— WORK REQUIRED —
Reproduce verbatim only the portion of the material below starting at the line containing "indicate the drainpipe, one dot per instance" and ending at the line containing "Target: drainpipe", including both of those lines.

— DATA TO USE —
------

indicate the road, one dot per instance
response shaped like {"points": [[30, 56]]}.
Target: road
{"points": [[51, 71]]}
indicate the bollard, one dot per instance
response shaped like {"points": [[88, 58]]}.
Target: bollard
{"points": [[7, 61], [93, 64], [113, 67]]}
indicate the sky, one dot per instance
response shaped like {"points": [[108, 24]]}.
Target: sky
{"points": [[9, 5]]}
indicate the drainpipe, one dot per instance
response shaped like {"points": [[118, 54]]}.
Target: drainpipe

------

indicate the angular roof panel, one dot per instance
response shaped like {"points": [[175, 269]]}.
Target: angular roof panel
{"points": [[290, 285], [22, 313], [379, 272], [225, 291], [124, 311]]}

------

— OUTPUT BELOW —
indicate the drainpipe, one dot per instance
response shaped like {"points": [[118, 54]]}.
Target: drainpipe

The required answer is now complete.